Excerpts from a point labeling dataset
>>
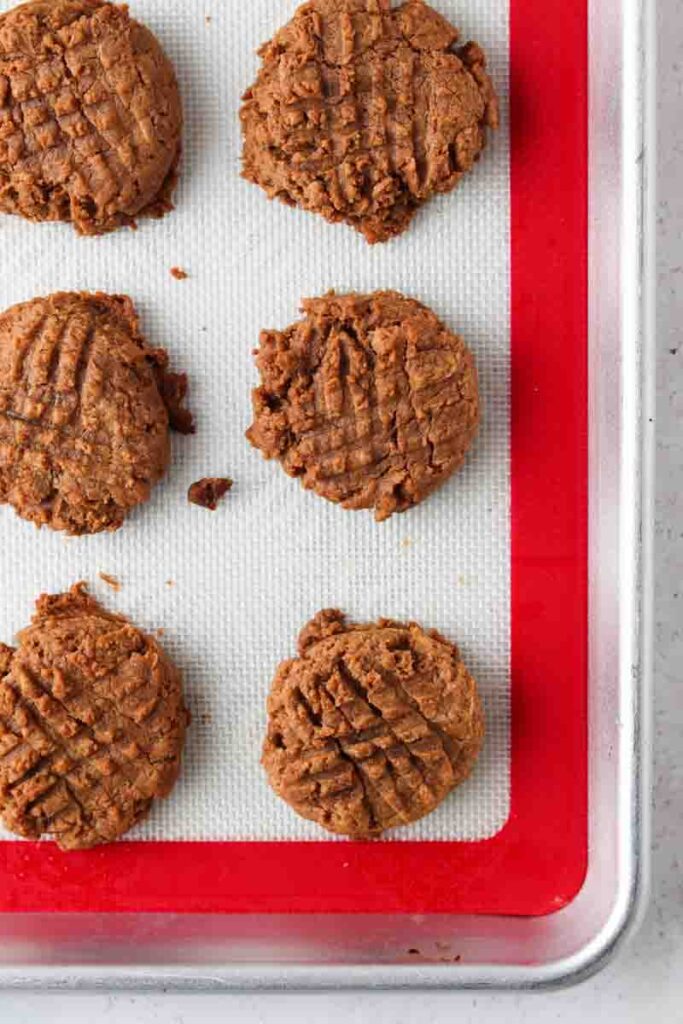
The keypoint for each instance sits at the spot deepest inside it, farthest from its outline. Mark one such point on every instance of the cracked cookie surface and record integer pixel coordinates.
(84, 411)
(370, 400)
(92, 724)
(90, 116)
(361, 112)
(371, 726)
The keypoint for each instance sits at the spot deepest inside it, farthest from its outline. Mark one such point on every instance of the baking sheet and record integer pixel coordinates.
(231, 590)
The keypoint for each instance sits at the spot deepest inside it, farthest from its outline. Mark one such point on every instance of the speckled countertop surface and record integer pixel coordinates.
(646, 980)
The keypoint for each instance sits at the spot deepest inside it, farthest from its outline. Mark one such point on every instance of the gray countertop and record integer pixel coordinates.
(646, 980)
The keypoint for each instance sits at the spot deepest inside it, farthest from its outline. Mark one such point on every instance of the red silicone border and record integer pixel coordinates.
(537, 864)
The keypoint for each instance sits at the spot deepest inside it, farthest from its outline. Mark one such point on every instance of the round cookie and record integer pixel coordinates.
(371, 726)
(92, 724)
(90, 116)
(84, 424)
(371, 400)
(361, 112)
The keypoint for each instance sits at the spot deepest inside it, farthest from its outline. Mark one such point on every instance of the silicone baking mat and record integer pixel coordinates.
(497, 559)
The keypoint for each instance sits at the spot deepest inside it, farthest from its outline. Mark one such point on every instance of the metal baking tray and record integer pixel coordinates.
(439, 949)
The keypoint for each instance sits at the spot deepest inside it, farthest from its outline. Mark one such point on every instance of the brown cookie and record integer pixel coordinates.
(371, 400)
(371, 726)
(361, 112)
(90, 116)
(84, 425)
(92, 724)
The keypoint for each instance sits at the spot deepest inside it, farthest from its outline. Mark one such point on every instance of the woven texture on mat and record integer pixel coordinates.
(247, 578)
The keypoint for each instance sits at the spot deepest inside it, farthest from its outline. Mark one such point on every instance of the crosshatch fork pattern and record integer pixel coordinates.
(231, 590)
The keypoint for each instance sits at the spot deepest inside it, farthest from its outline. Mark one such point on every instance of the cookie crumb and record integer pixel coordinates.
(174, 391)
(111, 581)
(208, 493)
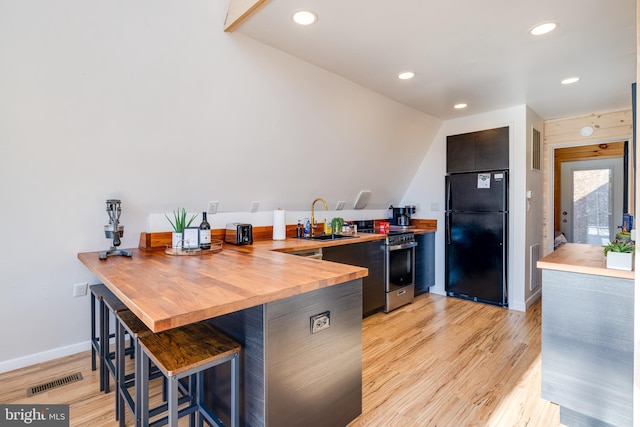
<<
▸ Problem details
Lay out all of the lines above as a numbered list, skipping any blank lines and leaving the pictures out of your answer.

▸ Solution below
1. The keypoint for each instance sits at the spot deepest inside it, farthest from its outline. Mark one such point on every instance of the cracked cookie surface and record integer pixel coordinates.
2. (84, 411)
3. (370, 400)
4. (92, 724)
5. (90, 116)
6. (361, 112)
7. (371, 726)
8. The keypoint for each instance sits at the spot deepest inside it, farthest from its outline. Mark one such point on every instance of the baking sheet and record integer pixel coordinates.
9. (231, 590)
10. The keypoint for each instance sits at the spot deepest inside it, farthest from its outline. Mark one such point on every instance of the speckled countertop surface and record integer pixel coordinates.
11. (646, 980)
12. The keypoint for each instance sits at the spot deepest inside it, farthest from its outline. Mark one such point on every instance of the gray countertop and record integer pixel coordinates.
13. (646, 980)
14. The keypoint for each instance sits at the spot deepest inside it, farthest from its outline. Mark one such point on every instance of the red silicone border and record integer pixel coordinates.
15. (537, 864)
16. The keypoint for each instance sits at the spot deepest inside it, farthest from its outline. Mark one such point on every instance of the round cookie and record integer pixel coordinates.
17. (371, 726)
18. (92, 724)
19. (90, 116)
20. (84, 424)
21. (371, 400)
22. (361, 112)
23. The keypoint for each instance sits at the spot deepest inside it, farthest from its outline. Mark one such point on every instance of the silicone baking mat and record integer pixel coordinates.
24. (497, 559)
25. The keypoint for each instance sits at the spot deepest inside it, farthest from its outline. Mark one such point on every instance of the metal baking tray and record integer pixel coordinates.
26. (439, 949)
27. The keypoint for each instance sits at the spot deepest inside it, farthest from its outline. Mark one such point on every instance of the brown cookie and record integer pixel coordinates.
28. (371, 400)
29. (371, 726)
30. (361, 112)
31. (90, 116)
32. (84, 425)
33. (92, 724)
34. The keypoint for each instance sits at the spot deepest inside it, farthest from its outline. Mark one such point on every instance of the woven texture on mat and record integer pixel coordinates.
35. (247, 578)
36. The keypoint for each instance sits at the spot deepest inside it, farthest from its outline. Mark one such point on every instance of the crosshatch fork pattern and record integer pixel coordinates.
37. (231, 590)
38. The keypoint for each instance sits at the spot deepest inside it, farthest from its outline. Mark one such point on every instance of the cookie crumb and record integer pixel coordinates.
39. (174, 391)
40. (111, 581)
41. (208, 493)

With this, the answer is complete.